#### Document source
· · ·
Un ouvrier sur quatre a aujourd'hui entre 15 et 29 ans et si les travaux sur les générations ouvrières antérieures ont été nombreux, la jeunesse ouvrière semble d'autant plus invisible aujourd'hui qu'elle est peu explorée. Laissée pour compte au profit d'autres groupes sociaux, aspirée vers le haut par une scolarisation prolongée, la jeunesse ouvrière a grandi dans un contexte fort différent de la génération précédente.
Le livre a pour objet de comprendre comment de jeunes ouvriers parviennent à s'accommoder d'une condition que non seulement ils n’ont pas choisi au départ mais qu’ils n’ont de cesse de refuser, de dénier faute de pouvoir y échapper.
Le travail de Martin Thibault sur la jeunesse ouvrière d’aujourd’hui se fonde sur une enquête ethnographique. L’auteur a suivi, pendant huit ans, le parcours de plusieurs jeunes ouvriers de maintenance de divers ateliers de la RATP. Ce ne sont pas des ouvriers d’usine du secteur privé travaillant dans l’industrie mais des ouvriers du secteur public travaillant dans le tertiaire. De ce fait, l’ouvrage aborde la question des relations de distance et de proximité entre les mondes ouvriers du public et du privé, dans un contexte de réorganisation et de conformisme managérial qui les rapprochent à bien des titres.
L’enquête révèle le décalage entre les attentes et la réalité du monde du travail que rencontrent les jeunes recrutés à la RATP, tant dans la nature des tâches qu’ils ont à effectuer, que dans la dureté des relations hiérarchiques, dans la quasi absence de perspective de carrière et le sentiment d’arbitraire que suscite les modalités d’attribution des promotions.
· · ·
#### Données extraites
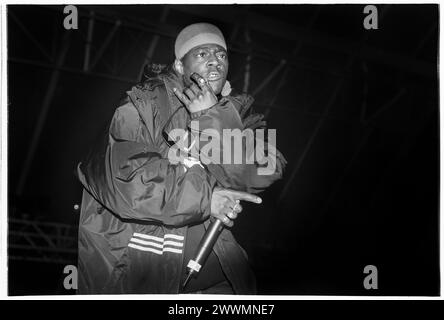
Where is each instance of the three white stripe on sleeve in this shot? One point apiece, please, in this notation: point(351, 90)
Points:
point(169, 243)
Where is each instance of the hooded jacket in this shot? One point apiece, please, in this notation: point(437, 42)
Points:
point(137, 205)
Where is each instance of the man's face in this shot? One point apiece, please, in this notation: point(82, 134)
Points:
point(210, 61)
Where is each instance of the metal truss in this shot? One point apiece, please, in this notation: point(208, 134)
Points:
point(38, 241)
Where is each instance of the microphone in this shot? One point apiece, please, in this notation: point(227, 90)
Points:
point(205, 247)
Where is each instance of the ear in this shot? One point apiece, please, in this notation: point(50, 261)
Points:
point(178, 66)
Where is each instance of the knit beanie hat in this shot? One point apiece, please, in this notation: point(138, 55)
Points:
point(195, 35)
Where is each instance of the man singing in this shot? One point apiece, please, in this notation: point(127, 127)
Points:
point(142, 215)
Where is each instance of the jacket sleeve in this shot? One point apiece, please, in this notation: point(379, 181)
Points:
point(252, 165)
point(129, 177)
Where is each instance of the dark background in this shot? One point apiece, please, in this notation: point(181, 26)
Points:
point(356, 113)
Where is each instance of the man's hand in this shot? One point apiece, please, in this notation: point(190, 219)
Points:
point(225, 204)
point(197, 97)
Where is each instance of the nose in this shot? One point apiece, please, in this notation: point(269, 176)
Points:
point(213, 61)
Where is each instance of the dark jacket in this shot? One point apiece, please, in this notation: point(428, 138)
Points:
point(136, 205)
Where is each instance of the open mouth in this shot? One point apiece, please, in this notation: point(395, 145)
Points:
point(214, 76)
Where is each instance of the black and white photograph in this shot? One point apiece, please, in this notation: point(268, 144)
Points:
point(250, 149)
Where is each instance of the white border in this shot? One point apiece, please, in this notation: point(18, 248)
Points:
point(3, 172)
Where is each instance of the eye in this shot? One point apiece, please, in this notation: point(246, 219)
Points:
point(222, 56)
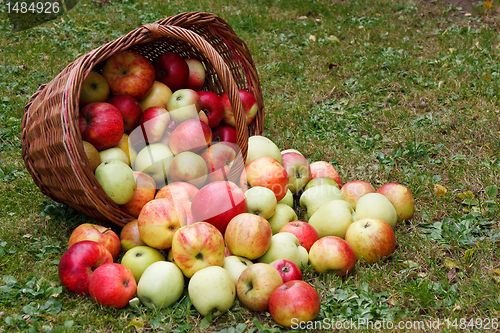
· · ·
#### Objectif
Rédigez la suite du texte sur la jeunesse ouvrière de la RATP en partant de sa dernière phrase. Ce matériel n'intervient en rien dans ce travail.

#### Production attendue
Elle fait apparaître aussi l’incompréhension qui peut exister entre les générations : perçus comme des individualistes voire des « jaunes » par les anciens plus politiques et syndiqués, les jeunes ouvriers sont soumis à des contraintes, liées aux nouveaux modes d’organisation du travail et à leur rapport au travail ; ce que les anciens ne comprennent pas. Ces contraintes rendent l’existence de collectifs bien plus difficile et accroît le mal être professionnel de la plupart d’entre eux. Leur seule issue est souvent de s’inventer une seconde vie, en dehors du travail, dans des activités de loisir ou en poursuivant des études.
Grâce à sa cette enquête approfondie et aux liens qu’il a pu tisser au cours de celle-ci l’auteur démontre que des formes nouvelles d’investissement mais aussi de luttes dans le travail, voire de politisation, émergent.